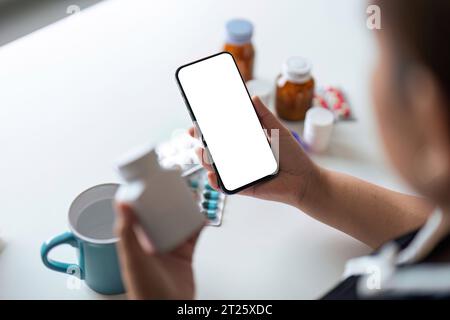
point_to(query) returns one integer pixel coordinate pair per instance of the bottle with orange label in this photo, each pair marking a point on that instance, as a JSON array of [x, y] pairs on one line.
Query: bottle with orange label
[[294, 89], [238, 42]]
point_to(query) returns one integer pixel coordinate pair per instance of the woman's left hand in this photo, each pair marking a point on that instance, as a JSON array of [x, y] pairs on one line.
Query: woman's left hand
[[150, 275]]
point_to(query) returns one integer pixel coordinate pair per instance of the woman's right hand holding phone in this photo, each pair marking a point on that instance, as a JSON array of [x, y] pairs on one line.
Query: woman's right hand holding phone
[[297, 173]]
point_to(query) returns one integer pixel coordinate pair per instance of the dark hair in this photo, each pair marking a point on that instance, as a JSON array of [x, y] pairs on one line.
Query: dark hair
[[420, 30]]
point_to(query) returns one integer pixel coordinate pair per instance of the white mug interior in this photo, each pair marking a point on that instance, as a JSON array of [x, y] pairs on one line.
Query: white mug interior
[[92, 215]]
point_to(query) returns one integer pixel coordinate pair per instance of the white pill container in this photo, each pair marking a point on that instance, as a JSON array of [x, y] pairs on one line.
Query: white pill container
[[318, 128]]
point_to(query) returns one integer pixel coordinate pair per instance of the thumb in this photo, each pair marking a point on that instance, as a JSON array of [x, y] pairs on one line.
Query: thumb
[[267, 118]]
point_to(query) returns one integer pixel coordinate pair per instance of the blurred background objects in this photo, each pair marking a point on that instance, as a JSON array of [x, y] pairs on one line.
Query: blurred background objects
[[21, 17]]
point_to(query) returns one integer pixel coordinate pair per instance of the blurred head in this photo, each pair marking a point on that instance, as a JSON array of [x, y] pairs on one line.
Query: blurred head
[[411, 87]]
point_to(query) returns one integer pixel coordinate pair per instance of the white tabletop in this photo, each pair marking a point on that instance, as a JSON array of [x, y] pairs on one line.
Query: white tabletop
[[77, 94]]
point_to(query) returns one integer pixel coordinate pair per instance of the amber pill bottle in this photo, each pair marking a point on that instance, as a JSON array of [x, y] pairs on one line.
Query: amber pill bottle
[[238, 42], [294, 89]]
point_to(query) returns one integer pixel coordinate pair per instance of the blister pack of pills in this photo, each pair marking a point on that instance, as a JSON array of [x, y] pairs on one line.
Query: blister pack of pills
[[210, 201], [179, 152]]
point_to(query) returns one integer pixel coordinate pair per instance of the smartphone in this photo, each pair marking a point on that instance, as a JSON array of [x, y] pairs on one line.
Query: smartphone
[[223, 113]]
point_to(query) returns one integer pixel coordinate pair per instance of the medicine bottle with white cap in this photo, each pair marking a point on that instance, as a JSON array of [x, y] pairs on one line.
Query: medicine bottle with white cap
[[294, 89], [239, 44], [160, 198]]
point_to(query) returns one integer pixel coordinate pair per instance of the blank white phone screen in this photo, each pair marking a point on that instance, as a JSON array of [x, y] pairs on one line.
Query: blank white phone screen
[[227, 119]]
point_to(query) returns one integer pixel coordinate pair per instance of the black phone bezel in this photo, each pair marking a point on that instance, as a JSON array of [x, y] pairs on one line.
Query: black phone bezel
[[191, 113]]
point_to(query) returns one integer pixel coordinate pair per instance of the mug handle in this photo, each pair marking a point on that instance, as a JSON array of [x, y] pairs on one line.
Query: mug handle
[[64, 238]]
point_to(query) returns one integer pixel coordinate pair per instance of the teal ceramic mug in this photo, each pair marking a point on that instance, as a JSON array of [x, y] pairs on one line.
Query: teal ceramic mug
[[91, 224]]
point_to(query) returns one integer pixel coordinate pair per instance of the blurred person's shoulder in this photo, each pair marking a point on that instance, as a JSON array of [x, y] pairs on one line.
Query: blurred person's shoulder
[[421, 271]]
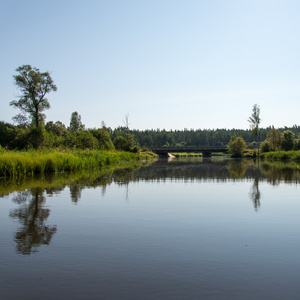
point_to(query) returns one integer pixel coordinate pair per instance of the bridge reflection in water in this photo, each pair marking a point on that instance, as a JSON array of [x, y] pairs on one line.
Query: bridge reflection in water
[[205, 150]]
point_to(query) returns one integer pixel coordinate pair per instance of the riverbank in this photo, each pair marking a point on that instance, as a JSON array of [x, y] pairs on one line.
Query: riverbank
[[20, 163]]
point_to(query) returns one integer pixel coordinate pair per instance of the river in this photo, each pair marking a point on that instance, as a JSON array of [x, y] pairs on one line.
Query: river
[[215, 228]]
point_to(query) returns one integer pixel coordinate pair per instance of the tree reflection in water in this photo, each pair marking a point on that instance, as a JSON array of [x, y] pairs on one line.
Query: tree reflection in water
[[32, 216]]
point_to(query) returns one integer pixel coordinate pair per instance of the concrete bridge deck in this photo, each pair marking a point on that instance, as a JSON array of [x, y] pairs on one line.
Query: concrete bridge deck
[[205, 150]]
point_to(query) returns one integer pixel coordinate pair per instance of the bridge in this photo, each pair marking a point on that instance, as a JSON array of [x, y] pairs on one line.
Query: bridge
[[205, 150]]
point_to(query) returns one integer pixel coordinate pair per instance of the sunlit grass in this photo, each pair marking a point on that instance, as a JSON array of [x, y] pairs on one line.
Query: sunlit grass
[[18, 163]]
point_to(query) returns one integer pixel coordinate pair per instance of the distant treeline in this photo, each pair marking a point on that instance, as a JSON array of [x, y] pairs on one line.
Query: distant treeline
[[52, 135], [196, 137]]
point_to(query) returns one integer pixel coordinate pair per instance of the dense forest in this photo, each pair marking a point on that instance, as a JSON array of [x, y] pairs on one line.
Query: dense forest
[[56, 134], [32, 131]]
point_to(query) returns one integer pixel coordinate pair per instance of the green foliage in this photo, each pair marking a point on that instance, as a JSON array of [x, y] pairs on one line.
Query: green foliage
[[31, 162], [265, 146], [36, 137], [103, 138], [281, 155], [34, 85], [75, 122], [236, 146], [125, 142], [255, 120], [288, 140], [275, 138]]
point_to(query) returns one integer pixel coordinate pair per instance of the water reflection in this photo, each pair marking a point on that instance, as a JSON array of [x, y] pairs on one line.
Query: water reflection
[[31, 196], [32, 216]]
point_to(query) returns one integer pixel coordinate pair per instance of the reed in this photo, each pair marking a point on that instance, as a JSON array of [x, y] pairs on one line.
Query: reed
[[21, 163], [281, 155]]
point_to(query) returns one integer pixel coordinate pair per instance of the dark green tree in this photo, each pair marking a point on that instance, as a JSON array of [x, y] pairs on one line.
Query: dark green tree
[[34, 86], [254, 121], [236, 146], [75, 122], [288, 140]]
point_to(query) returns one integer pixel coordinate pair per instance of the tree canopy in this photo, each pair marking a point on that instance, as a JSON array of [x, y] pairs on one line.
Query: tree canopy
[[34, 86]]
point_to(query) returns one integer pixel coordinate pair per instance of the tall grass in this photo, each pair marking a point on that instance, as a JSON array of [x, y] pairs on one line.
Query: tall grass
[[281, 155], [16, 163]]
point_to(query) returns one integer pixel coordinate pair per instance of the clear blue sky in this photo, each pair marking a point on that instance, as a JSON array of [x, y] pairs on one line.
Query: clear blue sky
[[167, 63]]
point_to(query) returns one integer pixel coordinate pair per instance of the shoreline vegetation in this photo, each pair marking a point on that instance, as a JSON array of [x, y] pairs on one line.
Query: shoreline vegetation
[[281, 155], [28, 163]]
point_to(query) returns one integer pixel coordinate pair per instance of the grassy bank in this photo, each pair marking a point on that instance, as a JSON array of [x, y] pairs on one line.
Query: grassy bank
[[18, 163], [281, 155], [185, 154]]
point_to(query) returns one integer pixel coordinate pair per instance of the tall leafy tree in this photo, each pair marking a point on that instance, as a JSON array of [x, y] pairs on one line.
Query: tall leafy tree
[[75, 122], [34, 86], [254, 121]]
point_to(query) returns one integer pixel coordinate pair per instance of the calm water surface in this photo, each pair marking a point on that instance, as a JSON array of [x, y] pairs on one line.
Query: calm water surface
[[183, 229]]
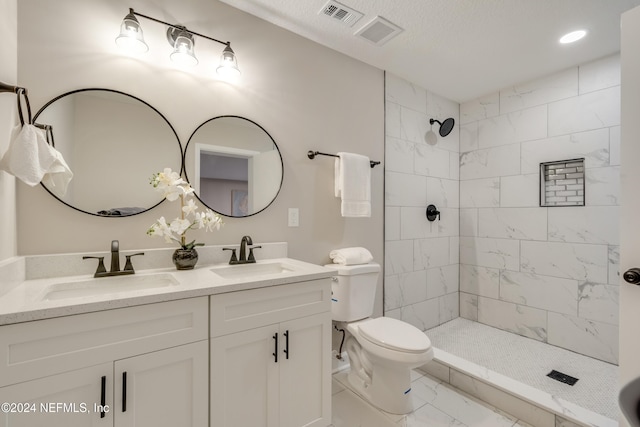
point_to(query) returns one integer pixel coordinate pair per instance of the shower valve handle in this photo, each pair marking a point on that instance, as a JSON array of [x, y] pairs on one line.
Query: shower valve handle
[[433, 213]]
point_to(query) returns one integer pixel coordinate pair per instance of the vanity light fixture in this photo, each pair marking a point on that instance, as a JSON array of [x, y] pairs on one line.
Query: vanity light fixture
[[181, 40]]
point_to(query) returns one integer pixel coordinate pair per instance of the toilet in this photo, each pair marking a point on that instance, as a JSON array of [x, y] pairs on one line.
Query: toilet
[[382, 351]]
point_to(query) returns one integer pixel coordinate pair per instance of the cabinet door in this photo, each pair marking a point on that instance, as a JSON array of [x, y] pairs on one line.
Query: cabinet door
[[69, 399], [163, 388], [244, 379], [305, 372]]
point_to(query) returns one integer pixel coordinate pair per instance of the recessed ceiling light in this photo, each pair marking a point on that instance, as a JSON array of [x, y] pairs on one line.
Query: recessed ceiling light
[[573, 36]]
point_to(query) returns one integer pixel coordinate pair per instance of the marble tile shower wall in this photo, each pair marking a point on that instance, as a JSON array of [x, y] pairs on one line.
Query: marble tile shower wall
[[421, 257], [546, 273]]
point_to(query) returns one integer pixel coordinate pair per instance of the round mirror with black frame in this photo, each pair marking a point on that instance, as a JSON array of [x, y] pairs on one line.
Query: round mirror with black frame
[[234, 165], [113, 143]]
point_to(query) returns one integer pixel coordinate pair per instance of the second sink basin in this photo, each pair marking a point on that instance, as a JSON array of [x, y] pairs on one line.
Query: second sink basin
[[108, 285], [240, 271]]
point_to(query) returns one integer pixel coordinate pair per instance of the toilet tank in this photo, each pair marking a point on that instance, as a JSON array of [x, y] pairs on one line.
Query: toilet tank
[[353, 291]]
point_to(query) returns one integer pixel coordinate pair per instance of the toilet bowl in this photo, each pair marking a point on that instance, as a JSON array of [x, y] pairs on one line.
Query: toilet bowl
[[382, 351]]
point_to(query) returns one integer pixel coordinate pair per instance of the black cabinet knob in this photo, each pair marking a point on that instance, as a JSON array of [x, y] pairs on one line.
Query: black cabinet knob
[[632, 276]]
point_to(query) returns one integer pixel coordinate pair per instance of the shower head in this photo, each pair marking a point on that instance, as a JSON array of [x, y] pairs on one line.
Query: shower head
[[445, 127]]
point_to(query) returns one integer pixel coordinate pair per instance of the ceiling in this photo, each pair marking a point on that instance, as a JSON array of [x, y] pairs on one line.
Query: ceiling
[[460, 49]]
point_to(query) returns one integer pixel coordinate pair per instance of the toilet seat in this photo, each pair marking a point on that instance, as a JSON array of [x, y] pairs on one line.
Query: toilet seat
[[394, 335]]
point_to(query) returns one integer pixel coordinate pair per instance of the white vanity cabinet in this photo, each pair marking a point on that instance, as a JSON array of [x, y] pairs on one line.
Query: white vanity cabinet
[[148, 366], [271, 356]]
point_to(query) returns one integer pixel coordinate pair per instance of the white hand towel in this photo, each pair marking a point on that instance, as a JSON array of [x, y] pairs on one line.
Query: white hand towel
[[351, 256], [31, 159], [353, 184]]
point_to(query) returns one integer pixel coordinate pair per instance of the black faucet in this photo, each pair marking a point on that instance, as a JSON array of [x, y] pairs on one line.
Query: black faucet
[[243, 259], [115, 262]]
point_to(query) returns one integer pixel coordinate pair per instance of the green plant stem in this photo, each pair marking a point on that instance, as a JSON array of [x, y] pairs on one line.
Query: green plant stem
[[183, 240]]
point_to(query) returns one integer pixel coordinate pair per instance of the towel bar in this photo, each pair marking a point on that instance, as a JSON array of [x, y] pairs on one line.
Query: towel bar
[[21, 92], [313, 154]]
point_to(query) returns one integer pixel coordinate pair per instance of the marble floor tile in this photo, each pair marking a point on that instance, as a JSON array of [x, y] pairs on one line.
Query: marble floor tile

-------

• [Task details]
Can you give the lines of the listing again, from the one containing "the toilet seat" through the end of the listing, inclusive, replacing "instance" with "occurrence" and leaving everything else unchanged?

• [Answer below]
point_to(query) returns one integer pixel coordinate pair per occurrence of the toilet seat in this photo, each pair marking a point on that occurrence, as a JSON array of [x, y] pairs on one line.
Query: toilet seat
[[394, 335]]
point_to(query) returns one integer pixel coordinate pair per occurrence of the white vanity cabinet in this photo, each pair marking a point on that occurrence, as a JSON array of [x, y] pairs on one line.
Query: white vanity cabinet
[[148, 366], [271, 356]]
point_to(query) returns one integer pixel coordinate pair per occurrence of the white hand towel in this photo, each pair marking a point on that occurrence, as a JSON array of [x, y] pairs on one line.
Query: white hand towel
[[351, 256], [31, 159], [353, 184]]
point_to(query) returns one integer pixel coordinate pair per occurrence of the black faucet in this photo, each pair marking a point on that occurrence, as a JSON array of [x, y] pairs on one line.
Query: black faucet
[[243, 259], [115, 262]]
point_to(query) returns one integer pixel coordinate pair per occurrence of the green plant stem in this photo, each pair marking a point on that occurrence, as a JSON array of [x, y] pairs on one line.
Query: green plant stem
[[183, 240]]
point_to(query) returns one integer pixel coordinate pair per occurrence of the towel bar in this photo, each pair marking a point on that occurrence, as a JSON array of [x, y] pairs on one line.
Query: towel bar
[[21, 92], [313, 154]]
point_to(query) returns one integer pixel coordinate pair per occurrence of the marble floor tile in this photo, each pair marking a point on that occurrence, as a JSON array of [x, y] pairs on one line.
Query: marble floor tile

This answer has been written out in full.